## [TASK DETAILS]
Transcribe exactly everything in the data below from the line containing "Phrase: teacher's table" down to the line containing "Phrase: wooden desk top", both lines included and nothing further.

**********

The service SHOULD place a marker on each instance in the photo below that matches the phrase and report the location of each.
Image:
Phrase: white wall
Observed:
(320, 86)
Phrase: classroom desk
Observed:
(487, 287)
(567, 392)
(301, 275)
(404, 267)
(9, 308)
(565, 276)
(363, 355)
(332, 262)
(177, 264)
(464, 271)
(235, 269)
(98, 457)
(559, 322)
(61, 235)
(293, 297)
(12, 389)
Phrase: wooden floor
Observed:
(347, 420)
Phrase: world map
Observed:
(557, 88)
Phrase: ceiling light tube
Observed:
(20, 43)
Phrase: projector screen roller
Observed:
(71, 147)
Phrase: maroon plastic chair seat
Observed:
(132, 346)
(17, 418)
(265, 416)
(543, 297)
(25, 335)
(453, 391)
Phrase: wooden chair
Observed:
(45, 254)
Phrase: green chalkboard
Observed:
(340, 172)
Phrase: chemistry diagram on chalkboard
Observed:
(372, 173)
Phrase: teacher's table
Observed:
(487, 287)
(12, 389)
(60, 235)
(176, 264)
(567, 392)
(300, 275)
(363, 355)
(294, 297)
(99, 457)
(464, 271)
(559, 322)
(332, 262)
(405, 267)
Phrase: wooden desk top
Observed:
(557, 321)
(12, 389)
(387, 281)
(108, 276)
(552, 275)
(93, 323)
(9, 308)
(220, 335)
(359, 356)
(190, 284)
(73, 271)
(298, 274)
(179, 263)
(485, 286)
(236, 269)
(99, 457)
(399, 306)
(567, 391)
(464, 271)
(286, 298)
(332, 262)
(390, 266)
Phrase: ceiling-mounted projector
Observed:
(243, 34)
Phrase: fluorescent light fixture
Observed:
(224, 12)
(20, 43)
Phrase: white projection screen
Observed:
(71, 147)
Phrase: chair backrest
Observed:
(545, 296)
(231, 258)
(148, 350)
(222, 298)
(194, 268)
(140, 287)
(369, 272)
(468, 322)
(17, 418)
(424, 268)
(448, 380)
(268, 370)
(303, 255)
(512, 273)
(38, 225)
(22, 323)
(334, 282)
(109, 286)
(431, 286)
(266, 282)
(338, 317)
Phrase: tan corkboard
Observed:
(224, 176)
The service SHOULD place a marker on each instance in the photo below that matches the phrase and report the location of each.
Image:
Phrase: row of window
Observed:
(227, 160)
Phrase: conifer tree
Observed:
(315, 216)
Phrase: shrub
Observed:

**********

## [ANSWER SECTION]
Phrase: teacher's table
Observed:
(487, 287)
(12, 389)
(60, 235)
(176, 264)
(567, 392)
(300, 275)
(363, 355)
(294, 297)
(99, 457)
(464, 271)
(559, 322)
(332, 262)
(405, 267)
Phrase: wooden desk top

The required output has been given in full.